**YOUR INSTRUCTIONS:** Put every line of the entries below into a JSON list of strings, one string per line, and omit blank lines. Leave the pictures out of the list.

**GIVEN RECORDS:**
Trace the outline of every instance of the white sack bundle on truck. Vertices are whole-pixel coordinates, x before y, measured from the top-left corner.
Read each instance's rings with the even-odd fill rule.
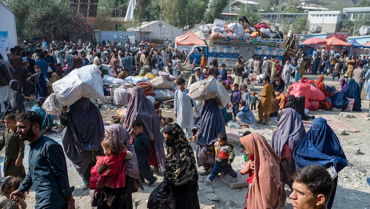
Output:
[[[230,101],[230,97],[225,87],[215,78],[196,82],[190,85],[188,95],[191,99],[207,100],[215,98],[220,108],[223,108]]]
[[[71,105],[82,97],[106,101],[101,73],[95,64],[74,70],[53,84],[54,93],[46,99],[43,109],[55,114],[60,113],[60,106]]]

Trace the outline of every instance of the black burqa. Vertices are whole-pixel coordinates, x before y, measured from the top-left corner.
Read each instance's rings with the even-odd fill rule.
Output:
[[[24,112],[24,106],[23,103],[24,101],[24,97],[22,96],[18,89],[19,82],[16,80],[12,80],[9,82],[9,85],[11,89],[10,103],[4,113],[1,119],[3,120],[6,115],[10,113],[15,113],[17,110],[18,110],[18,114]]]
[[[174,202],[176,209],[200,208],[195,159],[184,130],[177,123],[171,123],[165,125],[163,133],[172,136],[166,139],[165,180],[151,194],[148,208],[167,205],[172,208],[171,202]]]
[[[67,115],[68,125],[62,130],[63,148],[82,176],[104,137],[103,119],[98,107],[85,97],[71,105]]]

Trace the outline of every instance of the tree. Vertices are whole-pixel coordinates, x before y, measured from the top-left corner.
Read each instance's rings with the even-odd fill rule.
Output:
[[[234,21],[238,22],[239,19],[243,16],[246,17],[248,21],[253,26],[260,23],[262,20],[262,16],[259,14],[250,10],[245,11],[242,10],[239,13],[239,14],[236,18],[237,19],[234,20]]]
[[[209,0],[203,19],[208,23],[212,23],[220,16],[222,10],[228,5],[228,0]]]
[[[308,18],[307,16],[301,15],[296,18],[292,24],[292,31],[296,33],[303,33],[308,30]]]
[[[340,24],[341,32],[347,32],[351,33],[353,30],[353,26],[354,24],[353,22],[349,19],[344,20]]]
[[[298,1],[291,1],[286,5],[284,13],[302,13],[302,7]]]
[[[283,24],[281,25],[281,30],[283,32],[287,32],[290,30],[290,24],[289,24],[289,21],[288,19],[285,18],[283,21]]]

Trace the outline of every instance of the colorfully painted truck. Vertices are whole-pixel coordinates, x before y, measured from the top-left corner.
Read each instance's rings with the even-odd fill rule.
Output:
[[[285,40],[278,39],[256,39],[249,38],[239,39],[206,39],[205,45],[193,46],[188,54],[191,63],[196,59],[195,63],[200,64],[201,57],[204,53],[207,59],[208,64],[212,62],[215,54],[217,55],[218,66],[225,64],[227,67],[235,65],[239,56],[243,56],[245,62],[254,56],[269,59],[273,56],[282,61],[285,49]]]

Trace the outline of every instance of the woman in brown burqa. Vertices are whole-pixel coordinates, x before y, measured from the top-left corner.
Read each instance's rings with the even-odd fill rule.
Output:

**TASK OUTPUT:**
[
  "Trace the outline of every instance of the white sack bundle on truck. Vertices are whole-pixel coordinates, x before y, measured from the top-left corner.",
  "Read each instance's rings with the even-odd fill rule.",
  "Output:",
  "[[[230,101],[230,97],[225,87],[215,78],[196,82],[190,85],[188,95],[191,99],[207,100],[215,98],[220,108],[223,108]]]",
  "[[[71,105],[82,97],[106,101],[101,73],[95,64],[74,70],[53,84],[54,93],[46,99],[43,109],[55,114],[60,113],[60,106]]]",
  "Trace the outline of every instance of the black burqa. Vertices are whole-pixel coordinates, x before y, measured from the top-left corner.",
  "Read each instance's rings with the even-odd fill rule.",
  "Output:",
  "[[[24,112],[24,106],[23,103],[24,101],[24,97],[22,96],[18,89],[19,82],[16,80],[12,80],[9,82],[9,85],[11,89],[10,103],[4,113],[1,119],[3,120],[6,115],[10,113],[15,113],[17,110],[18,110],[18,114]]]",
  "[[[174,202],[176,209],[200,208],[195,159],[184,130],[177,123],[171,123],[165,125],[163,133],[172,136],[166,139],[165,180],[151,194],[148,208],[167,205],[172,208],[171,202]]]",
  "[[[67,115],[68,125],[62,130],[63,148],[82,176],[104,137],[103,119],[98,107],[85,97],[71,105]]]",
  "Trace the outline of every instance of the tree. Vertices are whole-pixel coordinates, x before y, measured from the top-left corner.",
  "Read each instance's rings with the even-odd fill rule.",
  "Output:",
  "[[[234,21],[238,22],[239,19],[243,16],[246,17],[248,21],[253,26],[260,23],[262,20],[262,16],[259,14],[250,10],[245,11],[242,10],[239,13],[239,14],[236,18],[237,19],[234,20]]]",
  "[[[209,0],[203,19],[208,23],[212,23],[220,16],[222,10],[228,5],[228,0]]]",
  "[[[308,18],[307,16],[301,15],[296,18],[292,24],[292,31],[296,33],[303,33],[308,30]]]",
  "[[[340,24],[341,32],[347,32],[351,33],[353,30],[353,26],[354,24],[353,22],[349,19],[344,20]]]",
  "[[[298,1],[291,1],[286,5],[284,13],[302,13],[302,7]]]",
  "[[[283,24],[281,25],[281,30],[283,32],[287,32],[290,30],[290,24],[289,24],[289,21],[288,19],[285,18],[283,21]]]",
  "Trace the outline of every instance of the colorfully painted truck. Vertices are whole-pixel coordinates, x before y, measured from the top-left corner.",
  "Read each instance's rings with the even-odd fill rule.",
  "Output:",
  "[[[285,40],[278,39],[256,39],[249,38],[239,39],[206,39],[205,45],[193,46],[188,54],[191,63],[196,59],[195,63],[200,64],[201,57],[204,53],[207,59],[208,64],[212,62],[215,54],[217,55],[218,66],[225,64],[227,67],[235,65],[239,56],[243,56],[245,62],[254,56],[269,59],[273,56],[282,61],[285,49]]]",
  "Trace the outline of every instance of the woman in brown burqa. Vertices are whole-pixel coordinates, x before y, measured from the top-left corner.",
  "Read each instance's rings with the even-odd fill rule.",
  "Output:"
]